(TASKS TO COMPLETE)
1. Rewrite part of the PeaCoq article, replacing "proof assistants" with "theorem provers". Begin at the words "Introducing PeaCoq" and stop after "favorite text editor.".
2. According to the PeaCoq article, after how much inactivity does the online version reset?
3. Do these statements agree with the PeaCoq article? Answer yes or no for each, and quote the words that decide it.
(a) PeaCoq runs in your favorite text editor.
(b) PeaCoq groups tactics by their purpose.
(c) A blue stream shows hypotheses that disappear.

(TEXT TO READ)
Introducing PeaCoq

Jun 3rd, 2015

What is PeaCoq?

Over the past year, I have developed a Coq frontend called PeaCoq (not to be mistaken with Yves Bertot’s Pcoq). If you wish to play with it before or while reading this article, I made an online version available here. Note that it will reset after 15 minutes of inactivity, and that it might go down any time!

There have been several attempts at improving user interfaces for proof assistants, so I will describe here some of PeaCoq’s features. I built PeaCoq with the goal of helping both novice and more advanced users. I chose to build it as a web-based text editor, so that it was easy to have people try it. The client-server architecture means PeaCoq users only need a web browser to interact with a Coq session hosted on the server. Unfortunately, this means PeaCoq does not run in your favorite text editor.

The main feature of PeaCoq is its tree mode. Whenever you enter a proof, the interface splits into this view:

The top part of the screen has your editor on the left, and a buffer for errors on the right. The bottom part shows your current proof context in the leftmost rectangle, a tactic in the purple node, and the resulting proof context in the right rectangle.

In the next sections, I will discuss two features of PeaCoq: the automated trial of tactics in the background, and the highlighting of the differences between proof contexts.

Automatically trying tactics

Like most programming languages, learning Coq requires making yourself familiar with a vernacular of syntactic elements and their proper grammar. In fact, Coq has three languages whose interaction is crucial to achieve anything:

Vernacular, the language used to introduce constructs and change meta-level properties
Gallina, the language used to define computational behaviors
Ltac, the language used to interact with proof contexts.

Learning these three languages can be overwhelming. To bridge some of this “gap of execution”, PeaCoq can try tactics in the background, and display the results to the user. We only show the result of tactics that succeed and actually modify the context. This way, we avoid displaying tactics that may succeed yet do nothing, like firstorder.

The first challenge here is to pick a suitable set of tactics to try. Some tactics are benign to try all the time, while some tactics can take a very long time to succeed or fail. So far, we have only used a set of curated tactics, and try them in order of their expected complexity.

Now, most tactics have a plethora of arguments and variants that are sometimes useful, sometimes necessary to use in order to make progress. For instance, introduction tactics let you specify names or even deconstruction patterns. Rewrite tactics let you specify which occurence of the unified pattern to actually perform the rewrite on. Existential tactics need you to provide an existential witness. It is unclear how to cater for all of these. By default, PeaCoq will only try very simple things: it will not name introduced variables, it will try all rewrites in all directions for all names in local context, over all hypotheses and the goal. This quickly grows big, though in practice many of these tactics immediately fail.

Another problem is in displaying the succesful tactics. There usually are many succesful tactics, with often redundant results. In order to display sometimes dozens of goals, PeaCoq groups them in a two-dimensional fashion. So far, we group tactics by their purpose (introduction tactics, rewrite tactics, solvers, etc.).

Highlighting differences between proof contexts

Here the problem seems simple. Assuming you have parsed the proof context before and after running a tactic, I would like to identify a set of differences. These differences can be:

the appearance or disappearance of a hypothesis
the reordering of a hypothesis
a set of structural changes within a hypothesis or the goal

where the last two may overlap. Here is an example of the visualization of such a changeset:

The red, shrinking streams indicate hypotheses that disappear. The blue stream indicates the repositioning of a hypothesis. The orange patches indicate changes in the structure of a term.

(GIVEN DATA)
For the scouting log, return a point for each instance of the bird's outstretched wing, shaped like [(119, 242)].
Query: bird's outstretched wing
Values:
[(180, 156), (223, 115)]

(TASK ANSWERS)
1.
Introducing PeaCoq

Jun 3rd, 2015

What is PeaCoq?

Over the past year, I have developed a Coq frontend called PeaCoq (not to be mistaken with Yves Bertot’s Pcoq). If you wish to play with it before or while reading this article, I made an online version available here. Note that it will reset after 15 minutes of inactivity, and that it might go down any time!

There have been several attempts at improving user interfaces for theorem provers, so I will describe here some of PeaCoq’s features. I built PeaCoq with the goal of helping both novice and more advanced users. I chose to build it as a web-based text editor, so that it was easy to have people try it. The client-server architecture means PeaCoq users only need a web browser to interact with a Coq session hosted on the server. Unfortunately, this means PeaCoq does not run in your favorite text editor.

2. It resets after 15 minutes of inactivity.

3.
(a) No: "Unfortunately, this means PeaCoq does not run in your favorite text editor."
(b) Yes: "So far, we group tactics by their purpose (introduction tactics, rewrite tactics, solvers, etc.)."
(c) No: "The red, shrinking streams indicate hypotheses that disappear. The blue stream indicates the repositioning of a hypothesis."